Task details:
Give the data again exactly as written, without any of its pictures.

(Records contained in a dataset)

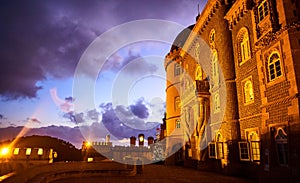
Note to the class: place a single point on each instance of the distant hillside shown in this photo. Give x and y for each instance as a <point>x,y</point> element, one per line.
<point>65,150</point>
<point>72,135</point>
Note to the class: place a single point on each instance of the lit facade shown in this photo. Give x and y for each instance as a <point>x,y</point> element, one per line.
<point>232,97</point>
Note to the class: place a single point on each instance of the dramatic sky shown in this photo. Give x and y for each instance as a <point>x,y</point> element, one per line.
<point>41,43</point>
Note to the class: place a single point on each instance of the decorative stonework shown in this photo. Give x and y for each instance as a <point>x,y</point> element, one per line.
<point>271,37</point>
<point>237,11</point>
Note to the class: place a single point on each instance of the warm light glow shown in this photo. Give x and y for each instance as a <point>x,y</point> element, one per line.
<point>90,159</point>
<point>88,144</point>
<point>40,151</point>
<point>16,151</point>
<point>4,151</point>
<point>28,151</point>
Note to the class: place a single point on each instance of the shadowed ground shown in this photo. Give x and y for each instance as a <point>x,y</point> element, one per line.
<point>160,173</point>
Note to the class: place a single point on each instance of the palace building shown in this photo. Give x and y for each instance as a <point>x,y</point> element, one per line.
<point>232,93</point>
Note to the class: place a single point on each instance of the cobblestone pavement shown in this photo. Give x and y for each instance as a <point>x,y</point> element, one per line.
<point>160,173</point>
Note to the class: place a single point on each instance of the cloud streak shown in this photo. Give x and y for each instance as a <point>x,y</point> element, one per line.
<point>45,39</point>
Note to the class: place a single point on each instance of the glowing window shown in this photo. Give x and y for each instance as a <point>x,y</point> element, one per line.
<point>177,69</point>
<point>248,92</point>
<point>215,69</point>
<point>178,123</point>
<point>28,151</point>
<point>16,151</point>
<point>282,147</point>
<point>212,150</point>
<point>198,74</point>
<point>255,146</point>
<point>274,66</point>
<point>245,47</point>
<point>40,151</point>
<point>263,10</point>
<point>212,36</point>
<point>177,103</point>
<point>217,102</point>
<point>219,146</point>
<point>244,151</point>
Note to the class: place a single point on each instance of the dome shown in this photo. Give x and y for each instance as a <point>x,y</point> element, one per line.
<point>182,37</point>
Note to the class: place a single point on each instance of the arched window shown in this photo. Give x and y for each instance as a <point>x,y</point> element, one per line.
<point>198,74</point>
<point>254,145</point>
<point>177,69</point>
<point>263,10</point>
<point>248,92</point>
<point>244,45</point>
<point>212,36</point>
<point>220,150</point>
<point>274,66</point>
<point>216,102</point>
<point>215,69</point>
<point>178,123</point>
<point>282,147</point>
<point>177,103</point>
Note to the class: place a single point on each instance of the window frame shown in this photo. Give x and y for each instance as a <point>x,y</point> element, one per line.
<point>248,92</point>
<point>274,66</point>
<point>262,10</point>
<point>177,69</point>
<point>247,148</point>
<point>212,146</point>
<point>284,143</point>
<point>217,102</point>
<point>178,123</point>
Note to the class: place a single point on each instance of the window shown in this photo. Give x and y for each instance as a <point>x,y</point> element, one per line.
<point>16,151</point>
<point>212,150</point>
<point>215,69</point>
<point>248,91</point>
<point>263,10</point>
<point>28,151</point>
<point>40,151</point>
<point>198,73</point>
<point>220,149</point>
<point>216,102</point>
<point>212,36</point>
<point>177,103</point>
<point>250,150</point>
<point>274,66</point>
<point>177,69</point>
<point>243,42</point>
<point>244,151</point>
<point>245,47</point>
<point>255,146</point>
<point>281,146</point>
<point>178,123</point>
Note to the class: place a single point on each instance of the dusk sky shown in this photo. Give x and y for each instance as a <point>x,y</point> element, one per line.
<point>41,43</point>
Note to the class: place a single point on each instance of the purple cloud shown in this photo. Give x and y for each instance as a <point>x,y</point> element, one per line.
<point>121,123</point>
<point>139,66</point>
<point>45,39</point>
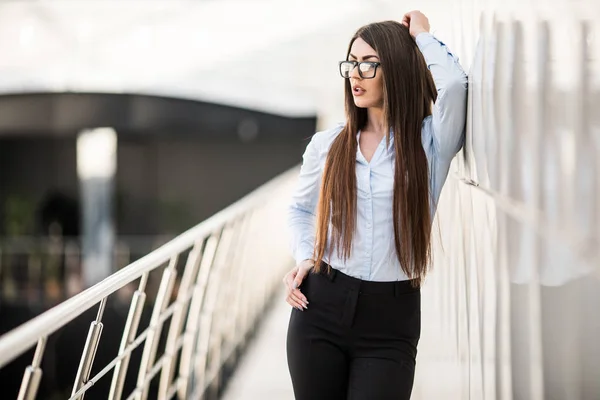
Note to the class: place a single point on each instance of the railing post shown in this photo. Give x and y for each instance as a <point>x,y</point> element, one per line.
<point>129,334</point>
<point>33,374</point>
<point>189,277</point>
<point>151,345</point>
<point>89,352</point>
<point>186,364</point>
<point>206,339</point>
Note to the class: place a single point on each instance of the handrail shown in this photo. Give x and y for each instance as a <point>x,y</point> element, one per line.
<point>22,338</point>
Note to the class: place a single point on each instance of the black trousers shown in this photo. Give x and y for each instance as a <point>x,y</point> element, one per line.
<point>356,341</point>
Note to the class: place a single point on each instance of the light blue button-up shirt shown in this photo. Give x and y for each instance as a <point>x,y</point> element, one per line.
<point>373,255</point>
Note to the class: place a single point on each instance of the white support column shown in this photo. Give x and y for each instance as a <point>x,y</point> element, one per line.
<point>96,167</point>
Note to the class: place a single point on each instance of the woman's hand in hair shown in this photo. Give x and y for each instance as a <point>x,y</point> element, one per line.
<point>292,281</point>
<point>416,22</point>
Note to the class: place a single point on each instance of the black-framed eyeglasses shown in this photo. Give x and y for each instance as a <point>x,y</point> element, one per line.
<point>366,69</point>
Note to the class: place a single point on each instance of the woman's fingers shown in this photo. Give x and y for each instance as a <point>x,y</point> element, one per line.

Response area:
Note to the class: place a single point on each instance of the distant hillside shown in this photo. Give x and y for each instance as a <point>x,y</point> element, one per line.
<point>65,150</point>
<point>72,135</point>
Note to the class: place a single point on each instance of the lit facade shown in this photo. Give x and y for each instance as a <point>x,y</point> element, one per line.
<point>232,97</point>
Note to the class: place a single point on each instance of the dramatic sky shown in this photo. Give x and y for each instance as a <point>x,y</point> element, one per line.
<point>41,43</point>
Note to the class: place a single point on each instance of the decorative stonework shown in this photo. Give x and y for each instance as a <point>x,y</point> element, one per line.
<point>271,37</point>
<point>237,11</point>
Note to the class: place a single point on each instance of the warm light glow shown in this photo. Give x and y for each instance as a <point>x,y</point> element, one per line.
<point>90,159</point>
<point>88,144</point>
<point>40,151</point>
<point>16,151</point>
<point>4,151</point>
<point>28,151</point>
Note to the class: place a single point on each instance of the shadowed ground shown in this photo. Give x and y for each instance as a <point>x,y</point> element, one per line.
<point>160,173</point>
Note to the class: place a single point on each instance of the palace building shown in this photo. Give x and y for each instance as a <point>x,y</point> element, one per line.
<point>232,93</point>
Note to the class: place a single point on each instance of the cobblestone pavement shown in this photo. Give x and y for each instance as a <point>x,y</point> element, one per line.
<point>160,173</point>
Note to the class: place a single point on each instance of the cloud streak shown in this photo. Give x and y for each instance as a <point>x,y</point> element, one per line.
<point>45,39</point>
Note to the class: place a single point on each instance of the glowing window shown in this photo. Give x and y for each instance as a <point>x,y</point> element, one per line.
<point>177,69</point>
<point>248,92</point>
<point>215,69</point>
<point>178,123</point>
<point>28,151</point>
<point>16,151</point>
<point>282,147</point>
<point>212,150</point>
<point>198,74</point>
<point>255,146</point>
<point>274,66</point>
<point>245,47</point>
<point>40,151</point>
<point>263,10</point>
<point>212,36</point>
<point>177,103</point>
<point>217,102</point>
<point>219,146</point>
<point>244,151</point>
Note to the class: place a single point on each instance of the dome shown in this photo. Give x and y for each instance as a <point>x,y</point> element, one per line.
<point>182,37</point>
Note to the class: place a single point on each instance of the arched window shown in this photo. Give x and y for each instance as a <point>x,y</point> element, one per line.
<point>198,74</point>
<point>254,145</point>
<point>177,69</point>
<point>263,10</point>
<point>248,92</point>
<point>244,45</point>
<point>212,36</point>
<point>220,150</point>
<point>274,66</point>
<point>216,102</point>
<point>215,69</point>
<point>178,123</point>
<point>282,147</point>
<point>177,103</point>
Note to the class: place a single point on each instance of the window frame shown in this photo. Give x and y for each instance as a <point>x,y</point> element, one per line.
<point>248,92</point>
<point>274,66</point>
<point>262,10</point>
<point>177,69</point>
<point>247,148</point>
<point>212,146</point>
<point>284,143</point>
<point>217,102</point>
<point>178,123</point>
Note to the class: place a single point on each instance of the window shown in this photo. Give x and y for each instance as a <point>x,y</point> element, one per line.
<point>16,151</point>
<point>212,150</point>
<point>215,69</point>
<point>248,91</point>
<point>263,10</point>
<point>28,151</point>
<point>40,151</point>
<point>198,73</point>
<point>220,149</point>
<point>216,102</point>
<point>212,36</point>
<point>177,103</point>
<point>250,150</point>
<point>274,66</point>
<point>177,69</point>
<point>243,42</point>
<point>244,151</point>
<point>245,47</point>
<point>255,146</point>
<point>281,146</point>
<point>178,123</point>
Note to the class: place a single point on each instance of the dusk sky shown in this photo. Give x and y for each instance as a <point>x,y</point> element, one per line.
<point>41,43</point>
Note to the class: place a single point on each instance of the purple cloud shown in this photo. Give x and y for each instance as a <point>x,y</point> element, one per line.
<point>121,123</point>
<point>139,66</point>
<point>45,39</point>
Note to the class: place a single point on each instance of the railing post shown in this photo. Give x and y for each instance as a <point>x,y</point> element, one per line.
<point>129,334</point>
<point>33,374</point>
<point>189,277</point>
<point>151,345</point>
<point>89,352</point>
<point>186,364</point>
<point>206,339</point>
Note to the class: place a single point on each instance of the handrail shown in this photo. Give x and y for each instance as a <point>x,y</point> element, one per line.
<point>22,338</point>
Note to the class: place a single point on each instance of the black trousers shown in this photo. Give x and y for each instance as a <point>x,y</point> element, one per line.
<point>356,341</point>
Note to the class: place a single point on each instance of the light blue button-up shirt shown in this photo. Give x and y for each instance as a <point>x,y</point> element, one per line.
<point>373,255</point>
Note to the class: place a single point on each instance of the white support column shown in this photo. Give x and y for each instance as a <point>x,y</point> element, one per line.
<point>96,167</point>
Note to the class: place a single point on each instance of the woman's hand in hair shown in this photo. Give x and y for each instance as a <point>x,y</point> element, one per line.
<point>292,281</point>
<point>416,22</point>
Note to the class: place a single point on each instance of the black-framed eyeglasses shown in this photo. Give x and y for each instance as a <point>x,y</point> element, one per line.
<point>366,69</point>
Note to the class: place a single point on each instance of the woman's fingers shown in this photo. Give x and y for each instance as a <point>x,y</point> element, one per line.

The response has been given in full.